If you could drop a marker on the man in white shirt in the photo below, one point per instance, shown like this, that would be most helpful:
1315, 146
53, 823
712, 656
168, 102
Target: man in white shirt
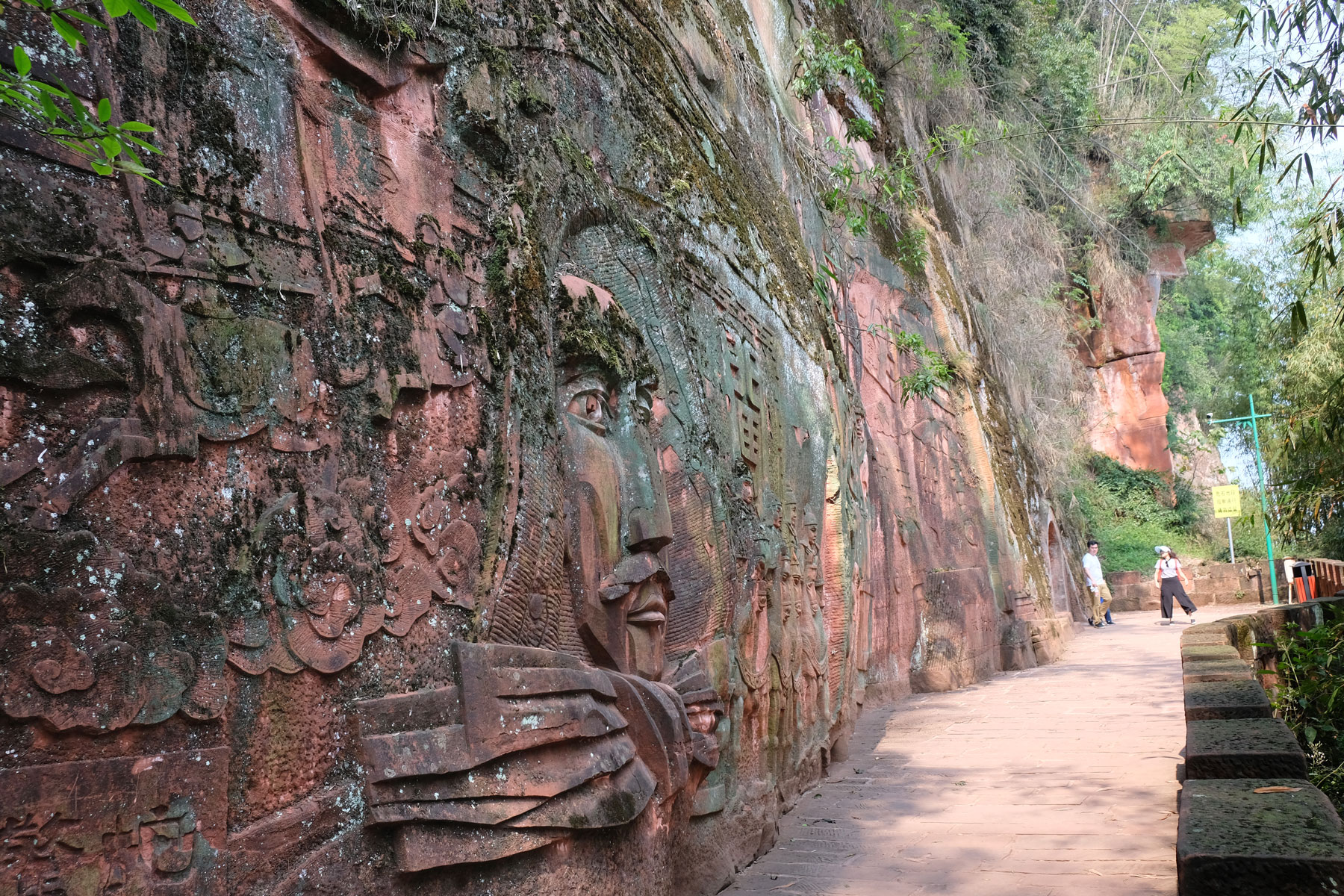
1098, 591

============================================================

Retype every line of the records above without changing anything, and leave the pictures out.

If you could drop a marker on the man in white shirt in the photo below, one point per instance, shown like this, that would be most helpful:
1315, 146
53, 823
712, 656
168, 102
Target: man in white shirt
1098, 591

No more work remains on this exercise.